EXERCISE AIM:
Please find every line in the records below that contains the word "control" and copy each of those lines.
▼
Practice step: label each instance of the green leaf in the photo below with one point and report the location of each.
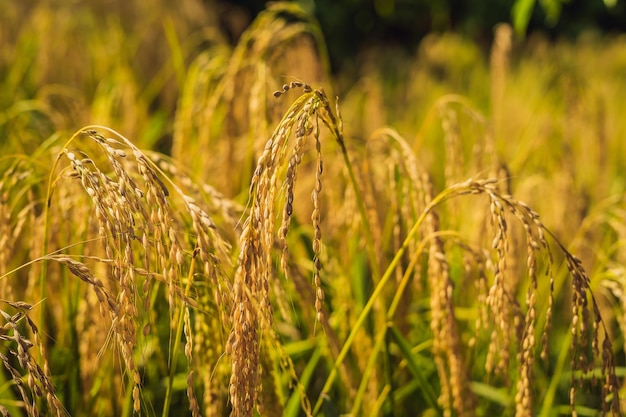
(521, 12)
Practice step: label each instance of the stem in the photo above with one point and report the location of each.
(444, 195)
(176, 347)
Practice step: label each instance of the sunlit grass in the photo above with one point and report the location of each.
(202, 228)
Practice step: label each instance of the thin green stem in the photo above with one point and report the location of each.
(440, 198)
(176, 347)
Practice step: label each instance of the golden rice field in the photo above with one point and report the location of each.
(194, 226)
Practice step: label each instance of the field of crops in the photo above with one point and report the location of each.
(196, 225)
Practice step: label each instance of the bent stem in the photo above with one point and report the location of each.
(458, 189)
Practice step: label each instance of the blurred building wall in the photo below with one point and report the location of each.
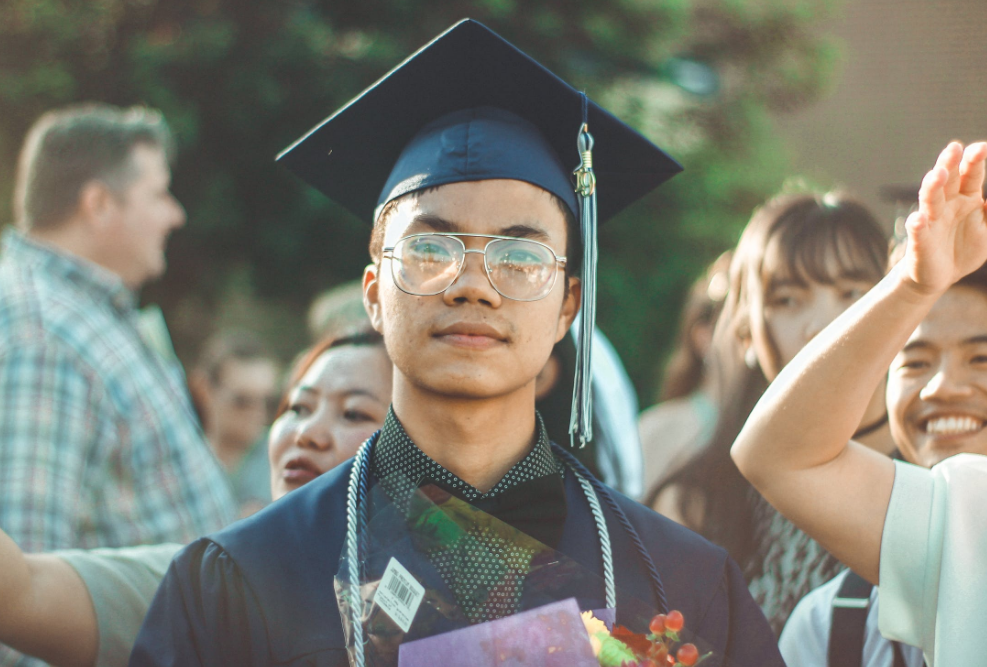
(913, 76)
▲
▼
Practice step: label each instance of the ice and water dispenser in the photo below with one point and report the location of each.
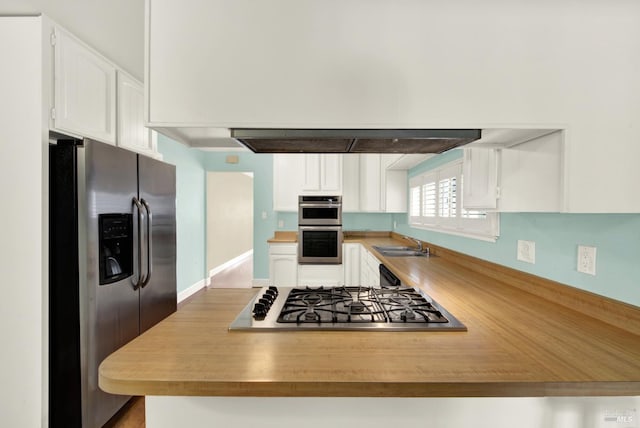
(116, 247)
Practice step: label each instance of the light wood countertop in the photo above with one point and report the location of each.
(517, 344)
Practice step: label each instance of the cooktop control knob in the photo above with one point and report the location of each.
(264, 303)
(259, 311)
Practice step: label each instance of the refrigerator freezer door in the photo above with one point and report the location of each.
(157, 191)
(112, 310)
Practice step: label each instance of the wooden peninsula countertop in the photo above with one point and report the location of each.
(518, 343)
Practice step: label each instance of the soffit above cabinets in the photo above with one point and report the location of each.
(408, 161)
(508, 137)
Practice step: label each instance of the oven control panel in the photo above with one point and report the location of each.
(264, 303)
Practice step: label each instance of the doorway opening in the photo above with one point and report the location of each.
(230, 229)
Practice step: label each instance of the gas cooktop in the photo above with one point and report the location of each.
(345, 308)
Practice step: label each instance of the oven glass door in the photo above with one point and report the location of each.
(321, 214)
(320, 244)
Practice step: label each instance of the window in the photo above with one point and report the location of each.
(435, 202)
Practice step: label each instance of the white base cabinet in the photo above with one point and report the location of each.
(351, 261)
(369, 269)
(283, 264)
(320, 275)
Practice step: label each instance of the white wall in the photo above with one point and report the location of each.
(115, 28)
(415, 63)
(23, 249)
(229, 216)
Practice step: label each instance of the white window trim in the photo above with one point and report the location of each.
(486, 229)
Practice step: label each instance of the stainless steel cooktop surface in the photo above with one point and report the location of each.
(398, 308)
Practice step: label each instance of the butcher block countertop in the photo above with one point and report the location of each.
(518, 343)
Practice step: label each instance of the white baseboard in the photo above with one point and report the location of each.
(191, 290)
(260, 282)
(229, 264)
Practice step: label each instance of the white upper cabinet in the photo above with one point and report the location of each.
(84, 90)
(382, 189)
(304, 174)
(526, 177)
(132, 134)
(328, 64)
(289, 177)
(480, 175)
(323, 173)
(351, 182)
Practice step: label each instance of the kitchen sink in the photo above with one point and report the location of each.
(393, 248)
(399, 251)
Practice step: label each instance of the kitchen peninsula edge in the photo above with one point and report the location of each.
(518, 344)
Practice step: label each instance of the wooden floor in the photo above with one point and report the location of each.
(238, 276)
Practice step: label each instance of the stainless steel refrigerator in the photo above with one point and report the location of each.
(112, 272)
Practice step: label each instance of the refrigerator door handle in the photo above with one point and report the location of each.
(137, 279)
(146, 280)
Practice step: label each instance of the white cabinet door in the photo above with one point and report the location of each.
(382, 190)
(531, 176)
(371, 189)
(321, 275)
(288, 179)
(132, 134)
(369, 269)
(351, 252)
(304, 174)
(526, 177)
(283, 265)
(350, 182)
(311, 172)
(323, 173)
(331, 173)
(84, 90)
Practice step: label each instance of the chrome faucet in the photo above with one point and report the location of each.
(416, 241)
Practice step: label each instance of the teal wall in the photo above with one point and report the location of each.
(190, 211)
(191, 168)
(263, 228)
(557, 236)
▲
EXERCISE SOLUTION:
Practice step: label each instance of the cooktop control knob in the photo above with one point and report the location of each.
Practice step: label each instance of the oven control panel in the photo above with one point and report the location of each.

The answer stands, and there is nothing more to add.